• **Brief**
Copy the items without change, from the line that contains "of the man's" through the final line of the items, both included.

• **Dataset content**
####################

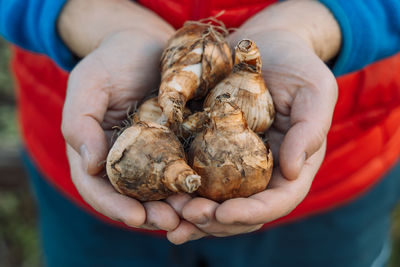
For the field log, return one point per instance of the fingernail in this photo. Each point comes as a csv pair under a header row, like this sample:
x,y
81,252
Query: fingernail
x,y
193,237
302,159
202,221
85,157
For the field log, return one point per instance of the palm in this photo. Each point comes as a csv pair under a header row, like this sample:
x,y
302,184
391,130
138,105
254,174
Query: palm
x,y
304,93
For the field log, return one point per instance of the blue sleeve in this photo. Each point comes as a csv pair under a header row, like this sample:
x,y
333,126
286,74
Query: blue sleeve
x,y
370,31
32,25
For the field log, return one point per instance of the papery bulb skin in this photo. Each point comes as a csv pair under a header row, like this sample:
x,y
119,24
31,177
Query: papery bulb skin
x,y
247,88
147,162
197,57
230,158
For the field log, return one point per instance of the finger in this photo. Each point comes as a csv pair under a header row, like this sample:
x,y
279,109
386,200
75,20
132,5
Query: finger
x,y
281,197
100,195
85,105
311,116
178,201
161,216
201,212
185,232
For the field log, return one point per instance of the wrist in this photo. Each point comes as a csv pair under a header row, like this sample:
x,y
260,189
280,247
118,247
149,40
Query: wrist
x,y
84,24
308,19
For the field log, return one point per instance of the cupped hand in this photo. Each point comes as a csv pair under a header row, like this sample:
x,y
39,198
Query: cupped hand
x,y
102,89
304,92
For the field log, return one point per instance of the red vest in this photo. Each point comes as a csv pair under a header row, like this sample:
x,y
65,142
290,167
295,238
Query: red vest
x,y
363,143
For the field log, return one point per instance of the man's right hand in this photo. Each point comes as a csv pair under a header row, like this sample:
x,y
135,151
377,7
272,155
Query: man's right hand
x,y
121,45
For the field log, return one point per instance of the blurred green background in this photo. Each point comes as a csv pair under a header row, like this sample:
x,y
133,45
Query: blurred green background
x,y
19,239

####################

• **Task solution**
For the field log, return one point per instance of the man's right hand in this photo. Each point comes as a csv pair under a header row, like this sample:
x,y
135,151
377,7
272,155
Query: man's right hand
x,y
121,45
For the field log, return one point per instance of the blurred green background in this photo. Each point comes as a csv pair under a header row, like this sample:
x,y
133,45
Query: blurred green background
x,y
19,239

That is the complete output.